Aim:
Can you extract, character for character, the part of the data below that opens with the line containing "Reviewer note: every instance of the advertising" and runs through the final line of the data, keeping both of those lines and giving nothing else?

[Stored dataset items]
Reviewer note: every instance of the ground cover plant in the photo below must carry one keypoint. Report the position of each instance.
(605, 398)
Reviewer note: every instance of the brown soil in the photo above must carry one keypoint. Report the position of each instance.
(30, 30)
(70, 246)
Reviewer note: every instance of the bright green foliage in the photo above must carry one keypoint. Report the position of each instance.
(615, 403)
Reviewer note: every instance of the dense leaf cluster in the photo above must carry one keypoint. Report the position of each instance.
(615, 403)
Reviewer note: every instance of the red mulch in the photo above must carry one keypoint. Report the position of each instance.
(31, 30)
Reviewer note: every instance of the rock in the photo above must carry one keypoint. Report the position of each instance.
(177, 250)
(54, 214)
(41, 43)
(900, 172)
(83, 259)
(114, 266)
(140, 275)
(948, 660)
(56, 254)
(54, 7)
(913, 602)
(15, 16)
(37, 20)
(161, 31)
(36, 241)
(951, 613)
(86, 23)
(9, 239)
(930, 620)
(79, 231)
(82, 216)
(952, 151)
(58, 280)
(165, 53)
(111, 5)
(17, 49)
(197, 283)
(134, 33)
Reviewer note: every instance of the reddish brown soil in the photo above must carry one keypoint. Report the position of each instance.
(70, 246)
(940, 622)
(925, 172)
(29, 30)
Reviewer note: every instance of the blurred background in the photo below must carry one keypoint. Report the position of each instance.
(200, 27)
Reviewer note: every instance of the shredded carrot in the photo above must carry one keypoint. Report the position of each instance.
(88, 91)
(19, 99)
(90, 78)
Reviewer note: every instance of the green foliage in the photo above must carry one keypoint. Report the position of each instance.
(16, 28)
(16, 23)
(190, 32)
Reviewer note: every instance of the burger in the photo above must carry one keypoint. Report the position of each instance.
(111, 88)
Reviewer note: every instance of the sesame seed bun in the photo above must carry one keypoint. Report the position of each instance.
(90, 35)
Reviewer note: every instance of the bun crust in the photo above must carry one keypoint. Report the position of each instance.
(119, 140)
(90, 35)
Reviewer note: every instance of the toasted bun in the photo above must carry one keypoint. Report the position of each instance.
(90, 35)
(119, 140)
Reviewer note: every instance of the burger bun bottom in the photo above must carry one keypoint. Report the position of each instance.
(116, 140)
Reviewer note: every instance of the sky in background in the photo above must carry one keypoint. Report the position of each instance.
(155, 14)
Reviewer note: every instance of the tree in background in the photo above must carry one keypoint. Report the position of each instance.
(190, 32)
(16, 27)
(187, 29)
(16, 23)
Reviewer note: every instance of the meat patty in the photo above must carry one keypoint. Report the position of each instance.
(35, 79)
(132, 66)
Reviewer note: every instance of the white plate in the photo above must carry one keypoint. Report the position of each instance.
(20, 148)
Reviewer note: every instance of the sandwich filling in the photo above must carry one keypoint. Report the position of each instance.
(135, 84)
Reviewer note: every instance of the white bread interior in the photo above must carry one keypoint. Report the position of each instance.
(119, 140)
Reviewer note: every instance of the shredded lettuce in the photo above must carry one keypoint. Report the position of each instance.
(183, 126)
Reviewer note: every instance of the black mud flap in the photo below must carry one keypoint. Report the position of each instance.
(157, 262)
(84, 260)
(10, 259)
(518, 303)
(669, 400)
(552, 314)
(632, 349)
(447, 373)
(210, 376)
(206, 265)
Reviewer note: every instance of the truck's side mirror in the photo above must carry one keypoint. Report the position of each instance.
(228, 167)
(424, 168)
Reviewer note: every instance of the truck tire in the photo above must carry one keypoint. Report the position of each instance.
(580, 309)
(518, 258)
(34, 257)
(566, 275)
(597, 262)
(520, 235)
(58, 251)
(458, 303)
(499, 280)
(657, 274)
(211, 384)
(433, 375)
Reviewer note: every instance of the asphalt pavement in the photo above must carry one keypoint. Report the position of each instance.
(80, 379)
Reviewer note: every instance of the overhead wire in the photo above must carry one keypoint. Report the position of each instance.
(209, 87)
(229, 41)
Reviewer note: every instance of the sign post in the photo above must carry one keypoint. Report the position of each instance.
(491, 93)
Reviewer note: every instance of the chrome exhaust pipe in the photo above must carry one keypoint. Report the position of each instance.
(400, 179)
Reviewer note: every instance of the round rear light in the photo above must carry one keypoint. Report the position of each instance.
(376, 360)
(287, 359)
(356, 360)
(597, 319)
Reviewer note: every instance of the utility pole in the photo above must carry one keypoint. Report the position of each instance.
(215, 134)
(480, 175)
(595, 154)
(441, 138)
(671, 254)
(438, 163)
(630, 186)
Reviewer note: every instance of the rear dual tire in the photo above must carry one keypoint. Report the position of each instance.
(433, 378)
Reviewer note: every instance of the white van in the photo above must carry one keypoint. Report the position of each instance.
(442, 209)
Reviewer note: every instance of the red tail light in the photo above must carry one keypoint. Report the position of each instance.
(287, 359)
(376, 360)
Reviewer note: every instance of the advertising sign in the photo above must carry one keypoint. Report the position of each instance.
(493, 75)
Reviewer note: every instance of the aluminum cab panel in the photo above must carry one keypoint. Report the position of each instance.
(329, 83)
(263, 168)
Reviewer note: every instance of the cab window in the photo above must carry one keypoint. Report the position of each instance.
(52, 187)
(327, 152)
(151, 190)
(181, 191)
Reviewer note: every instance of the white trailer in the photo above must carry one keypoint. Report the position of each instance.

Completed task:
Reviewer note: every instance of the advertising sign in the photo above must carry one keypoint. Report the position of each instance.
(493, 75)
Reviewer note: every instance of the aluminum cab panel in the photo above must carry one keypoint. Report the position of each instance.
(329, 83)
(263, 168)
Reviewer note: every instance of the cab window in the photo above must carry one keypoint. Report the position of each instance.
(52, 187)
(327, 152)
(151, 190)
(181, 191)
Reviewer note: every instance of the white trailer in the photo above must carry one keypoint. Report the position of each instance.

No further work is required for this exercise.